• _GIVEN PROBLEM_: Please rescale the stretch of records from the start through the line containing "[(182, 100)]", writing all those lines out again with the requests included. Multiply every point coordinate in the answers by 2.25 and round to whole numbers, halves up, leaving the requests and their sample coordinates unchanged.
:::::
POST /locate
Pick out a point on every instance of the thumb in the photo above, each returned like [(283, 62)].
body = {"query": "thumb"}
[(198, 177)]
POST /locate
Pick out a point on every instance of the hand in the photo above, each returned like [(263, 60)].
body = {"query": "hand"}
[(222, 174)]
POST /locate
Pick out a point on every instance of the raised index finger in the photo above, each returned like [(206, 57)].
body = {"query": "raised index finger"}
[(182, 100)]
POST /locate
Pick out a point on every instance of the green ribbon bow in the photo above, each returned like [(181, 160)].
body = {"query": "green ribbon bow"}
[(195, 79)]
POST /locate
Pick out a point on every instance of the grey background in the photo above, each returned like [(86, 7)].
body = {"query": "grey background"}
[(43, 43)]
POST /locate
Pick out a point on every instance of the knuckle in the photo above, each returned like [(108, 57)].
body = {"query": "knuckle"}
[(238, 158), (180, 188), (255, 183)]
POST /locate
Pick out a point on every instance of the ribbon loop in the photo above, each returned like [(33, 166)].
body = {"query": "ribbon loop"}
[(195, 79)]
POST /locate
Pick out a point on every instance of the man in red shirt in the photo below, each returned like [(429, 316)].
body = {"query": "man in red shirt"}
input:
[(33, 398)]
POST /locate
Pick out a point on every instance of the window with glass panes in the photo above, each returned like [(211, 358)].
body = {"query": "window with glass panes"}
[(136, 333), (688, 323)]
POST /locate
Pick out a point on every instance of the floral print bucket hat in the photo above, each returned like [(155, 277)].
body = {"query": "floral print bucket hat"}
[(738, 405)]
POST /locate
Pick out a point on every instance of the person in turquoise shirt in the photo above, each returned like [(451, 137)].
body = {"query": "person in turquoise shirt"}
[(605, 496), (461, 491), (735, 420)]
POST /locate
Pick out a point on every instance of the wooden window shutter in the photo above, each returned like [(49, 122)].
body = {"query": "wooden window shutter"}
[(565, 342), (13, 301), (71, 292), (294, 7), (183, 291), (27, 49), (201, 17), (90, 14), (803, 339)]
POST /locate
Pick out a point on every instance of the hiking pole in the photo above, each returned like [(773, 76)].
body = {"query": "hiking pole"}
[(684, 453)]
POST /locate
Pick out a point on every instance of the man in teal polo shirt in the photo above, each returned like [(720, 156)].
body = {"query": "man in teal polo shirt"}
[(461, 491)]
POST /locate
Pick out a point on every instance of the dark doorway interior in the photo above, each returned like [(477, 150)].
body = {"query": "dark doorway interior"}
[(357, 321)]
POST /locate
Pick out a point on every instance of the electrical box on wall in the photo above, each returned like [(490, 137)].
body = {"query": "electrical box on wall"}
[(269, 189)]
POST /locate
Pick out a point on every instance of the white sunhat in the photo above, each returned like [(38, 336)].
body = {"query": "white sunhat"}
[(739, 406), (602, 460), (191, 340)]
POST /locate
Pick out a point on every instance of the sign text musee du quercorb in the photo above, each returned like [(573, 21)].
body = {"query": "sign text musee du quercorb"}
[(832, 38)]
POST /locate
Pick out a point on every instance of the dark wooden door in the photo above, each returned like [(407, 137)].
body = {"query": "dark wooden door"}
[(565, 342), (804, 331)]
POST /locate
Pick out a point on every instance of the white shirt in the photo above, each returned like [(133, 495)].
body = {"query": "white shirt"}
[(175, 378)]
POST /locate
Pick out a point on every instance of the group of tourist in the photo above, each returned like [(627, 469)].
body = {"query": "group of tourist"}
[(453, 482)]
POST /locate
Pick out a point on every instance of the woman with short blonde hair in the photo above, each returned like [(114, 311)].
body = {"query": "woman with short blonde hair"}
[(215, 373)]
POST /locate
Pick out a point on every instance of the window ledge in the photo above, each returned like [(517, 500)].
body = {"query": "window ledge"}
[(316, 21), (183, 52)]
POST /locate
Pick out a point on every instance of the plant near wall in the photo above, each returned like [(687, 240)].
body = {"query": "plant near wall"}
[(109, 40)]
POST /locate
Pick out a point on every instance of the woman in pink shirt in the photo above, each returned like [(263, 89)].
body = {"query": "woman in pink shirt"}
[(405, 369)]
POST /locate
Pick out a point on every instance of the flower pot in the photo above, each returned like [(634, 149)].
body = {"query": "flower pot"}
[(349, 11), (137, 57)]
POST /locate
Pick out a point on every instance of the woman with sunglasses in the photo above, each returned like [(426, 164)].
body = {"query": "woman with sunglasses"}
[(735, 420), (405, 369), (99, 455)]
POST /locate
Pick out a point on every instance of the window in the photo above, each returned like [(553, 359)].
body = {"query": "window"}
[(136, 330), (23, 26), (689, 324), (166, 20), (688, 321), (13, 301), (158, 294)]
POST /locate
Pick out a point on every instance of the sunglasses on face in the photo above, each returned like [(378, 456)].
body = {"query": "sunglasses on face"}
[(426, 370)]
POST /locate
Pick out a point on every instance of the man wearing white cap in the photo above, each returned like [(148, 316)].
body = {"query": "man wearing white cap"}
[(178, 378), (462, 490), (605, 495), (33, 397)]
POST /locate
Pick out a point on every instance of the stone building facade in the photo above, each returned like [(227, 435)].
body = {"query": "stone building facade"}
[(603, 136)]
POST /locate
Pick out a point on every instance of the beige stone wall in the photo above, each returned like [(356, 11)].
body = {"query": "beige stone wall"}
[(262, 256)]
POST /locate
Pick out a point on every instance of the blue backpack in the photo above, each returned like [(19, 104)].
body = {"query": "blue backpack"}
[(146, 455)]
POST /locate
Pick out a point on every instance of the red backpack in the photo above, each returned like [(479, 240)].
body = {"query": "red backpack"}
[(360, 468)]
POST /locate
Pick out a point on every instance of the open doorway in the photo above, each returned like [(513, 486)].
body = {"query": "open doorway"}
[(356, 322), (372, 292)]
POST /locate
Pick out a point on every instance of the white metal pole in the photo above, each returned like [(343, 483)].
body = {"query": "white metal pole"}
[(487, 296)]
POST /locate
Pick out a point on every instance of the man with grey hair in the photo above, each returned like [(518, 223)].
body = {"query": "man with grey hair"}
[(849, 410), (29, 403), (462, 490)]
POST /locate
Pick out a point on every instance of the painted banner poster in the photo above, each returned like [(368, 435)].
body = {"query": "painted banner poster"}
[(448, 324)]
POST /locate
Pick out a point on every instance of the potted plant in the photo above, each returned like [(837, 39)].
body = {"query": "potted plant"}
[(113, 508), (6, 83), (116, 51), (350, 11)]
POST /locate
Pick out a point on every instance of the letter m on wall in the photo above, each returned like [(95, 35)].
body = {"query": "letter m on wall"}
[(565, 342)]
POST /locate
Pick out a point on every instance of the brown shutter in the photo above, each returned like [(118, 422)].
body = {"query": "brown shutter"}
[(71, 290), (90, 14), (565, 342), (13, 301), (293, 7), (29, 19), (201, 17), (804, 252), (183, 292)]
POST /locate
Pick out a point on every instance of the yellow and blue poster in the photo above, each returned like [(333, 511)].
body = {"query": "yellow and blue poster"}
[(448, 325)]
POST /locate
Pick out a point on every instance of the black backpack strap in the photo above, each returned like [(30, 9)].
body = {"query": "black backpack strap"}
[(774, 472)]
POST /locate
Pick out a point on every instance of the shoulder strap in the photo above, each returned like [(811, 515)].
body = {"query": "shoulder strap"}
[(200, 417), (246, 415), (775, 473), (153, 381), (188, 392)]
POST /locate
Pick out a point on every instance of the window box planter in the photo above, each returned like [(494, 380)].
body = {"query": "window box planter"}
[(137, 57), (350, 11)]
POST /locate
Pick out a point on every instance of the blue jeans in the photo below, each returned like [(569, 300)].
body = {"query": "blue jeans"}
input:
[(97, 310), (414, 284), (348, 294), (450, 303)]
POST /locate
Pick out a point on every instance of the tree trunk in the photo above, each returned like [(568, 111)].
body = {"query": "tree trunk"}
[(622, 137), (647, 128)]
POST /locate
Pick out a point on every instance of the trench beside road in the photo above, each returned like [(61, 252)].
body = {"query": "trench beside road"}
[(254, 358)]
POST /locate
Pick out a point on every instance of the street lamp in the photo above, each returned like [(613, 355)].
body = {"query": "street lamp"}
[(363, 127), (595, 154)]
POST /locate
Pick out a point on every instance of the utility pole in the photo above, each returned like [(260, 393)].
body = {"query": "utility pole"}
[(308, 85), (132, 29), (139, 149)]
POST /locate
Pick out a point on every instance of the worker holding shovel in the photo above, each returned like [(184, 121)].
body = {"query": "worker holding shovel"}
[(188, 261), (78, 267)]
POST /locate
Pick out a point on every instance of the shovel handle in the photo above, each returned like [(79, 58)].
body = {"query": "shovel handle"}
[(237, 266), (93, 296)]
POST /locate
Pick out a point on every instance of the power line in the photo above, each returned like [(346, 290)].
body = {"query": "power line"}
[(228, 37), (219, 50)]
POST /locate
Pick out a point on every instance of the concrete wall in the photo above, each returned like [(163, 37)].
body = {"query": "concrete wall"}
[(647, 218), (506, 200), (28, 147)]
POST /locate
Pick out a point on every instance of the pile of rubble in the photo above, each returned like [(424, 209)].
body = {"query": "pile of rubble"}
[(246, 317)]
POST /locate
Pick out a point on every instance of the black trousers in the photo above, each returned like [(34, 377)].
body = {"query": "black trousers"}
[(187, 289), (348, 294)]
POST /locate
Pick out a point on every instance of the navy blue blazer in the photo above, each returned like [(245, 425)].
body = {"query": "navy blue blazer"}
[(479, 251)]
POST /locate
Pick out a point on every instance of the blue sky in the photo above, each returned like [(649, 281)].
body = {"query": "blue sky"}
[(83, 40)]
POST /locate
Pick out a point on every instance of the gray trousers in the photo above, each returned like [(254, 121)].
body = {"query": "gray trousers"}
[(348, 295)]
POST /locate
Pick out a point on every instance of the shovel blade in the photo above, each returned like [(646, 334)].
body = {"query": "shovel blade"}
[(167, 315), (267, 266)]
:::::
• _TASK RESULT_:
POST /locate
Pick out a point on every instance of the thumb in the photo above, each returned like [(283, 62)].
body = {"query": "thumb"}
[(446, 398)]
POST /locate
Pick out a point on every instance of the hand in the photo above, each returned like [(263, 60)].
body = {"query": "hand"}
[(500, 392)]
POST /locate
Pick out a point on every instance of the raised index finger in the photo above, each returned like [(206, 57)].
body = {"query": "raised index finger"}
[(410, 225)]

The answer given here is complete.